→ TRECHO PARA REVISÃO
Apelidos e piadas às custas da aparência de crianças acima do peso podem até parecer meras brincadeiras, porém trazem consequências de longo prazo. É o que indicam pesquisas que associam bullying e obesidade, apontando que ser o alvo de zombarias leva a maior reclusão, culpa, depressão e transtornos alimentares.
“É assim que nascem os traumas”, pontua sem meias-palavras o hipnoterapeuta e neurolinguista Thiago de Castro. Ele trabalha há mais de 13 anos ajudando pessoas a se livrarem do excesso de peso, e a ciência comprova sua análise.
Este é o caso de uma comparação aprofundada de 35 estudos publicada na revista Obesity, que acompanhou mais de 160 mil adolescentes no total. A conclusão foi de que sofrer bullying está associado ao aumento do Índice de Massa Corporal (IMC) e à obesidade na adolescência. O efeito foi ainda mais forte em meninas do que em meninos.
Consequências para a vida toda
O bullying por conta da obesidade ou do sobrepeso na infância deixa cicatrizes que vão muito além da fase escolar. As ofensas, apelidos pejorativos e a exclusão social vivenciadas por crianças nessa situação podem ter consequências graves na vida adulta, impactando diretamente a relação com a comida, o corpo e a autoestima.
As provocações por conta do peso abrem portas para o desenvolvimento de depressão e ansiedade. A sensação de inadequação e vergonha, intensificadas pelas ofensas e pela exclusão social, podem levar a um quadro depressivo, com sintomas como tristeza profunda, desânimo, perda de interesse em atividades prazerosas e até mesmo pensamentos suicidas. A ansiedade, por sua vez, pode se manifestar através de crises de pânico, sudorese excessiva, insônia e dificuldade de concentração.
A relação com a comida também se torna complexa e problemática. A culpa e a vergonha associadas ao peso podem levar ao desenvolvimento de comportamentos alimentares disfuncionais, como compulsão alimentar. Eles, sua vez, contribuem para o aumento do peso e intensificam o ciclo de sofrimento.
Da ciência para a vida real
Thiago de Castro usa sua própria história para exemplificar os efeitos danosos dessas experiências ainda na infância. “Quando eu era criança, estava 15 quilos acima do peso. Eu já achava que estava muito gordo. Nessa época, recebi vários apelidos, como ‘gordinho’, ‘Seu Barriga’, ‘pançudo’, ‘bolo de gordura’. Eles ficaram na minha mente por muito tempo. Na época, não existia a nomenclatura bullying, era apenas uma ‘brincadeirinha’ dos colegas. Mas essa brincadeira gerou vários traumas”, ele relata.

→ ENUNCIADO DA TAREFA
Com base no texto sobre bullying e obesidade, explique, por favor, por que a relação com a comida pode se tornar problemática para quem sofre provocações por causa do peso. Responda em uma a três frases. Os registros não têm relação com o texto.

(Entradas salvas)

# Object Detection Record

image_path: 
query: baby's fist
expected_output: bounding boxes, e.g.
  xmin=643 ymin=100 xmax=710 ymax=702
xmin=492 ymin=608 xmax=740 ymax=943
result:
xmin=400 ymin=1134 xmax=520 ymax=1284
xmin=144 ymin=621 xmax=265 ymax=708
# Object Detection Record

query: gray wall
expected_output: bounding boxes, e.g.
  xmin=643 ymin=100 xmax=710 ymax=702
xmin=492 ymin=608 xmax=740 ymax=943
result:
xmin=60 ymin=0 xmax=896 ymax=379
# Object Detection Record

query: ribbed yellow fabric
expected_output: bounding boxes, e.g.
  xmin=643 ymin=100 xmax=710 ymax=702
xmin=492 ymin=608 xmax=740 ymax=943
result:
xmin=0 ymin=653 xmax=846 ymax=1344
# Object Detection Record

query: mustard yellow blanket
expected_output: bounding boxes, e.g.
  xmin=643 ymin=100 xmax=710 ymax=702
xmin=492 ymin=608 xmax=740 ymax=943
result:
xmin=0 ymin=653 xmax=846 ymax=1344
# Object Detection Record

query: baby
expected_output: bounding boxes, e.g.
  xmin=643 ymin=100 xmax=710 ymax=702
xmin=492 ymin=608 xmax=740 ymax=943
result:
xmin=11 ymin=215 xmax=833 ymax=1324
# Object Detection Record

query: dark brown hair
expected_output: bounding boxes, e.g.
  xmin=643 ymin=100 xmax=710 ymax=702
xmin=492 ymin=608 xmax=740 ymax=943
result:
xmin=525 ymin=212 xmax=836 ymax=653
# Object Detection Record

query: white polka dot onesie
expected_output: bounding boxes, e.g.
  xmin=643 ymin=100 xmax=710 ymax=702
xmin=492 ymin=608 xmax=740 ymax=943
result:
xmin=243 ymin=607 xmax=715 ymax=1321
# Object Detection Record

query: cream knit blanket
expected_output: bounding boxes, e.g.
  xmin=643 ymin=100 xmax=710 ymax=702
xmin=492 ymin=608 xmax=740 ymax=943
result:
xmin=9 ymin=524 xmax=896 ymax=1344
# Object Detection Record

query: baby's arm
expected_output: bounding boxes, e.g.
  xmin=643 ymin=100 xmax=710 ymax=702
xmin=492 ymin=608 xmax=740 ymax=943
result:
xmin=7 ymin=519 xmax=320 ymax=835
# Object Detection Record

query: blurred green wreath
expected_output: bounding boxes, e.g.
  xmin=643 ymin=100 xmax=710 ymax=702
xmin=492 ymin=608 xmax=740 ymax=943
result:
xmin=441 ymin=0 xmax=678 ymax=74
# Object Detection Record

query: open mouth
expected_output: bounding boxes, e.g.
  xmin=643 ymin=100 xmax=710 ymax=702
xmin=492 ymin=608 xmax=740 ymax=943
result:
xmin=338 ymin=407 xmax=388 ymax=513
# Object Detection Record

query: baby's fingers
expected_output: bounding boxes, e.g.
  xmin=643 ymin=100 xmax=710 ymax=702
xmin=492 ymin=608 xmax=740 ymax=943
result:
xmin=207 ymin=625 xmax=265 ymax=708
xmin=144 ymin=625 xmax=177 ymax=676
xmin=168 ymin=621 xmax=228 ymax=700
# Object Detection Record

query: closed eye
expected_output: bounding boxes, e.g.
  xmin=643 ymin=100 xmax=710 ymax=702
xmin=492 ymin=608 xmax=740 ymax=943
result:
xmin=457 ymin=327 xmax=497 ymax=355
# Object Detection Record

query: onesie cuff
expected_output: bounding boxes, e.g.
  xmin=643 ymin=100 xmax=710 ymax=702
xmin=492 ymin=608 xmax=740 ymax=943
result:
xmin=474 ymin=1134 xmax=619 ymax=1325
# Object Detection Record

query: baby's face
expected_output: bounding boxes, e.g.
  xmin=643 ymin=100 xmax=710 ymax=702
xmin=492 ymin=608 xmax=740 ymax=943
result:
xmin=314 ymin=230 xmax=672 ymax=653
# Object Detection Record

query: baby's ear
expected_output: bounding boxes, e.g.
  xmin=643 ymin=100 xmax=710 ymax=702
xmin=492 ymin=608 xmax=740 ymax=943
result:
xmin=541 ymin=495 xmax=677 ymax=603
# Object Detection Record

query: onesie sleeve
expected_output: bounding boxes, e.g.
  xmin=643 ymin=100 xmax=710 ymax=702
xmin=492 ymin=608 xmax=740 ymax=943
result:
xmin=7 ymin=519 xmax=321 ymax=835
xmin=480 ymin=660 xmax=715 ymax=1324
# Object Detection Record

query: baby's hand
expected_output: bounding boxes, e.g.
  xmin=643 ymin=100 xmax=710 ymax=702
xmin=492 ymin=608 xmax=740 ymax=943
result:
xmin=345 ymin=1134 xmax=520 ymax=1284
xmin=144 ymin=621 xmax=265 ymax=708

→ RESPOSTA ESCRITA
A culpa e a vergonha associadas ao peso podem levar a comportamentos alimentares disfuncionais, como a compulsão alimentar. Esses comportamentos contribuem para o aumento do peso e intensificam o ciclo de sofrimento.